BEGIN Given records
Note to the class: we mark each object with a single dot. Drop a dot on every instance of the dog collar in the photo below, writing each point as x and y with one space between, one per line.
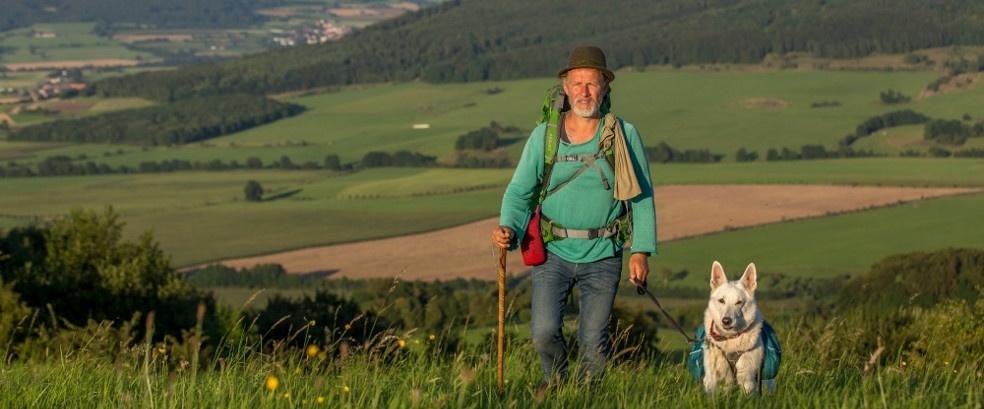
718 337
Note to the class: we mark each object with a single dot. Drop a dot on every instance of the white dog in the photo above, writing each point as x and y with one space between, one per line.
733 346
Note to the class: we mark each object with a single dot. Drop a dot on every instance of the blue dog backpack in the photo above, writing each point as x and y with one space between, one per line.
770 365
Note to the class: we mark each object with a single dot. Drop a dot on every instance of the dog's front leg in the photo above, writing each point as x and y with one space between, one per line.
748 367
716 370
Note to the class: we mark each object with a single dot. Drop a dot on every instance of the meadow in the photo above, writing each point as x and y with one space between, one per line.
422 370
200 216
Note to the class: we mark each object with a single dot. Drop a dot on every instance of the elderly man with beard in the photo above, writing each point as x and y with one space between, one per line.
582 201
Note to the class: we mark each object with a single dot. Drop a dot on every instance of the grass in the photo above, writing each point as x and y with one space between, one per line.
189 212
411 370
830 246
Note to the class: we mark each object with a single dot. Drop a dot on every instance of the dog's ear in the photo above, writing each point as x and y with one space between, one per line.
717 276
749 279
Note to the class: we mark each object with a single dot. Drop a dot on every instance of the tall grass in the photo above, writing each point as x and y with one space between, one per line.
410 370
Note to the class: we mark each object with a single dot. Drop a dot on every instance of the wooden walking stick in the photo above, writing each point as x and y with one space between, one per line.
502 312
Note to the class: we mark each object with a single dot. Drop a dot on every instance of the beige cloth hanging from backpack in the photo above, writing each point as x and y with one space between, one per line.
612 136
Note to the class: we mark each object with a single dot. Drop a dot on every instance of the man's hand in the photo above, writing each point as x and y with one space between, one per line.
638 268
502 236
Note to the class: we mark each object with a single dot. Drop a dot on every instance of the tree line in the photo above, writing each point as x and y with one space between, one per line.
672 32
152 13
74 282
169 124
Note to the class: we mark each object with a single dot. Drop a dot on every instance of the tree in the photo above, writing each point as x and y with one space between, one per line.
77 269
332 162
253 191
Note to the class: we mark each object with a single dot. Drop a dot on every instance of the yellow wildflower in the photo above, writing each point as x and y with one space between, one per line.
272 382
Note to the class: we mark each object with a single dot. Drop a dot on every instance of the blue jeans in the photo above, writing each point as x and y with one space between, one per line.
553 282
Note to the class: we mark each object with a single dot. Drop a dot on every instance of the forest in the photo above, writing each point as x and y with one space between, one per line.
635 34
154 13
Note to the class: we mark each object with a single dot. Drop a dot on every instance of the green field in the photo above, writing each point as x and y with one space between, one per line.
201 216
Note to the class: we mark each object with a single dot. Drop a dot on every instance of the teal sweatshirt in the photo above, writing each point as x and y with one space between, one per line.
583 203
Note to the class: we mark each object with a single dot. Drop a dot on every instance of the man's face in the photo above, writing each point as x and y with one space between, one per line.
585 88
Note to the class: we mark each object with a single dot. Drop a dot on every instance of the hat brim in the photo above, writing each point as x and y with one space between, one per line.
609 75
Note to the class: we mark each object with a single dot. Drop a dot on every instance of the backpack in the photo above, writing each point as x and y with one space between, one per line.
554 104
770 365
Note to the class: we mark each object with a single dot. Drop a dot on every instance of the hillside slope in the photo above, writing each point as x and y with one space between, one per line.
454 41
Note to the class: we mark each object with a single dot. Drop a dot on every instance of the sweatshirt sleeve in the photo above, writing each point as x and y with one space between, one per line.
643 205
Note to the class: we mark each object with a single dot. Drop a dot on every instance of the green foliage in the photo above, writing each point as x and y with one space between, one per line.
946 336
191 120
259 276
676 32
893 97
920 278
78 271
253 192
161 14
322 318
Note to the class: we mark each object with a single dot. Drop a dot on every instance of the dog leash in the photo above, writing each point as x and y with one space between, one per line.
641 288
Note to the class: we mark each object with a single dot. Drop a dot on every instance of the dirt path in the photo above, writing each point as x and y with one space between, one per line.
682 211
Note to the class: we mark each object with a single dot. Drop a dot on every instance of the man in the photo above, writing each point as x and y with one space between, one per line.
585 202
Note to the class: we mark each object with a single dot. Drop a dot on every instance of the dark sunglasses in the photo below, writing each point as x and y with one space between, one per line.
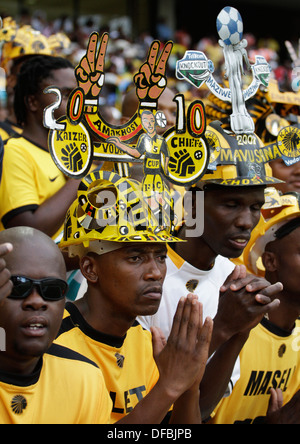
END Given records
→ **What the exercise asks**:
Reproduce every item above verbatim, leaving out the pictures.

→ **Task answer**:
Note to the class: we mark each object with a single dot. Drop a dot on every instance of the dog collar in the photo below, writing each point as x and y with one space between, one per line.
718 337
Note to the class: we mark each object with a single dot. Drop a dot on every instance of the white dog in the photo above, writing each point as x and y with one space between, one per line.
733 346
Note to the class: we mark each object with a single dot. Drop a dot on every instance of the blue dog backpack in the photo above, writing each point as x and y with one space between, one per line.
770 365
Note to the class: we mark each object with a single dot. Drop a dot on every instance of the dog's front leg in the photo above, writing each point as x and y with one space between, one per line.
748 367
716 370
Note to the class: we mark each object with a single dot. Drop a dot on every instance of the meadow in the photo above, writing each point as x and y with one space between, one per line.
422 370
200 216
Note to the class: we mark each object with a single dot. Drop a dot on every instance of the elderly man with beard in the photo above, writing each point as x and y with one space between, one per line.
582 201
Note to the class: we mark each object with a single dot. Drop a dot on every instance of the grass in the photo above, writing each point as x and y with one space between, one per line.
189 212
411 370
830 246
Note to the class: we mark each object with a single dot. Drop a dot on every instance of the dog's ear in the photo above, writing each point as x and y with one space between, one per line.
717 276
749 279
Note to the class: we mark each object with a single dot. Drop a dot on every instance of the tall grass in the photo above, writing each point as x and y with one space between, one per line.
410 370
Note to the class: we mark each object with a single dot. Drop a dot on every instance of the wooden walking stick in the photo above, writing each point as x and y with one space between, one per line.
502 312
Note to the class: we mark each object with a single dot. Drop a dot on every instance of the beige cloth hanging from backpack in the photo above, writing each point as x and y with one space between, one per line.
612 136
Note to the class: we mark each object with a single dot. Drop a dot on every instance of the man's hand in the photo above, writing each point as x and y with one space between, one per line.
638 268
502 236
Note to the class: we mark each object with a single dot. Drop a dot on every instance of the tree line in the photo above, writing each point as x and y with one space between, one per line.
672 32
152 13
74 282
169 124
Note to the class: we mark each object with a single dot. Drop a dot on every instance of the tree in the photo above, writing each point as x and y with one space between, one per line.
77 269
332 162
253 191
Note to the class: we mark each object with a single dot. Drop a dot on every instance of the yellow wildflower in the photo above, writing each point as x and y with one space between, one per line.
272 382
Note to the class: we mark each object with a single dot. Drop a dot on every instance of the blue jeans in the photo above, writing each point as x and y with one space between, one per line.
553 282
Note to the class: we mark each object with a single dot. Drop a dot on every instance of the forest in the photo above, writing each point as x and y with one space between, one per line.
635 34
154 13
Note to the class: we mark each object with a single dot. Drop a dot on every instance of the green field in the photo above, writing each point as x and y with one space between, one per line.
201 216
Note to the class: we mark each object with a single dot. Drop a dot on every instance of the teal sweatshirt in the photo above, writing each point as x and y with one space between, one per line.
583 203
Note to the class: we mark each object with a single dot. Drop a dot on every instance of the man's face in the photo above, writing each point as x and y with one space between, one per line.
585 88
Note to the class: we mark each object with a single dot. Drop a dot on every instance of the hat brim in the photo above, writing each point as x and y with one space between, one per line.
609 75
Note to the class: we mark each object with a single dot. Drop a dot on every instance of the backpack in the photo above, writing each point as x and y with one space between, one per line.
554 104
770 365
Note to the class: we mark each object with a single dot. Drop a dot on every instance of the hillside slope in the photo above, writing each point as x and y with one space between, one per line.
454 41
Note to the class: we mark each object with a single dot. Drop a dot on every instance of the sweatshirt sleeve in the photo above, writing each point as x and y with one space between, one per line.
643 205
Note to the class: we mark each object with a single dot. Drop a dot on every instance of the green foliage in the photo above, writing each point as x and y with one space between, one per line.
946 336
191 120
259 276
676 32
893 97
920 278
78 271
253 192
161 14
322 318
Note to the class: we mark each object with a single dot. Drop a dot on every instance of the dog leash in the photo above, writing each point as x and y with one space between, one per line.
641 288
Note to the class: we mark each object with a single dot. Drop a dot on every instance of the dirt path in the photo above, writing each point as x and y with one space between, one per line.
682 211
Note to the class: we mark each object with a single dot. Drop a dot on every instance of the man in the photo above, writing each point as x and y with one space between, one per line.
585 202
Note to the class: we mark each object with a single dot. Drop a dot on every instance of the dark sunglasses in the photo below, writing each point as x and y with one space between, one per line.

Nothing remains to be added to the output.